Pendakwah dan Keaksaraan: Tangisan Quraish Shihab atas Teks Bacaa

waktu baca 5 menit
Selasa, 19 Sep 2023 12:08 0 58 Bandung Mawardi

Pada suatu masa, Hamka mendatangi umat dengan tulisan-tulisan di majalah. Ia bukan sekadar pendakwah di masjid. Hamka tampil sebagai pendakwah dengan majalah. Kita mengingat tokoh, tulisan, dan dakwah. Pada masa berbeda, M Quraish Shihab berdakwah dengan kolom-kolom di koran. Dulu, orang-orang masih suka memegang dan membuka lembaran-lembaran koran. Di situ, ada tulisan-tulisan keagamaan dari Quraish Shihab.

Kita mengingat ketekunan menulis kolom-kolom itu menghasilkan buku berjudul Lentera Hati (1994). Para pembaca buku mendapat pesan-pesan sederhana seolah mengikuti pengajian tujuh menit. Quraish Shihab tak memerlukan cerewet tapi kesanggupan memberi warta dan cerita dengan pijakan Al-Quran. Lentera Hati tak sekadar tulisan tapi perwujudan “kehadiran” di tengah umat Islam. Buku itu terus cetak ulang, mengingatkan babak dakwah di koran.

Orang-orang tentu mengingat persembahan Quraish Shihab dijuduli Tafsir Al Mishbah. Deretan buku 15 jilid itu memukau. Pembaca diajak menekuni corak tulisan berbeda dari kolom-kolom pendek. Quraish Shihab mengerjakan tafsir itu tiga tahun berbarengan menunaikan tugas-tugas negara dan mengurusi keluarga. Ketekunan dilambari pengetahuan dan keinsafan dalam memuliakan Islam. Tafsir Al Mishbah itu bukan persembahan terakhir. Ia terus menulis dan mendatangi kita dengan beragam buku.

Tugas Tertulis.
[1] Terjemahkan ke dalam bahasa Inggris kalimat dari teks bacaan tentang Quraish Shihab ini: "Kita mengingat ketekunan menulis kolom-kolom itu menghasilkan buku berjudul Lentera Hati (1994)."
[2] Menurut teks bacaan tentang Quraish Shihab, berapa lama Quraish Shihab mengerjakan Tafsir Al Mishbah?
[3] Tulislah lanjutan teks bacaan tentang Quraish Shihab, dimulai setelah kalimat terakhirnya.

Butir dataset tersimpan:
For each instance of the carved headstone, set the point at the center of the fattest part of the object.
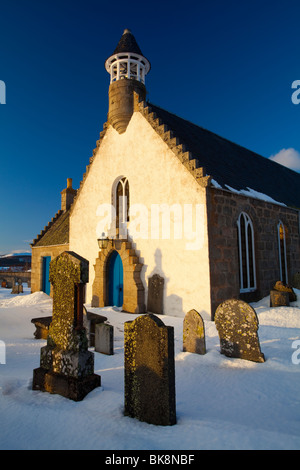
(296, 280)
(156, 294)
(104, 338)
(194, 333)
(237, 325)
(279, 299)
(150, 371)
(281, 287)
(66, 364)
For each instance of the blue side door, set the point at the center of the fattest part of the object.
(115, 280)
(46, 270)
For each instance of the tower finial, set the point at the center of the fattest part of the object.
(127, 68)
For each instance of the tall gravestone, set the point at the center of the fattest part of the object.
(194, 333)
(237, 325)
(149, 371)
(156, 294)
(66, 364)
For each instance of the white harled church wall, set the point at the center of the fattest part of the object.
(156, 176)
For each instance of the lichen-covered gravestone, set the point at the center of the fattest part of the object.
(156, 294)
(194, 333)
(237, 325)
(66, 364)
(149, 371)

Jawaban yang Diharapkan.
[1] We remember that the diligence in writing those columns produced a book titled Lentera Hati (1994).

[2] Tiga tahun.

[3]
Sosok dan buku 

Kita mengenali Quraish Shihab dengan buku-buku menandakan tata cara berdakwah keaksaraan. Predikat itu memiliki babak-babak masa lalu. Pada saat remaja, Quraish Shihab belajar di sekolah dan pondok pesantren di Malang. Remaja dengan kesungguhan dan capaian: “… Quraish menguasai beragam materi pelajaran pesantren. Tahun pertama di Al-Faqihiyah, ia sudah hafal lebih seribu hadits. Quraish tidak hanya rajin mencatat, tapi juga mampu menjelaskan kandungan kitab-kitab yang dipelajarinya. Merujuk kandungan kitab kuning yang usianya berabad-abad itu, Quraish piawai memberi contoh dan analogi yang selaras dengan konteks kekinian.”

Kita membaca keterangan masa belajar dalam buku berjudul Cahaya, Cinta, dan Canda M Quraish Shihab (2015) susunan Mauluddin Anwar, Latief Siregar, dan Hadi Mustofa. Ia menempuhi jalan keaksaraan tak cuma di Indonesia. Keinginan mendalami Al-Quran berlanjut dengan studi ke Mesir. Tahun-tahun menjelang menjadi penulis buku-buku, Quraish Shihab pun mahir dalam berceramah. Ia mengerti kekuatan lisan dalam berdakwah. Kemahiran dalam lisan dan tulisan membuktikan kesadaran berbahasa di hadapan umat. Quraish Shihab itu pembelajar bahasa-bahasa untuk sampai agama.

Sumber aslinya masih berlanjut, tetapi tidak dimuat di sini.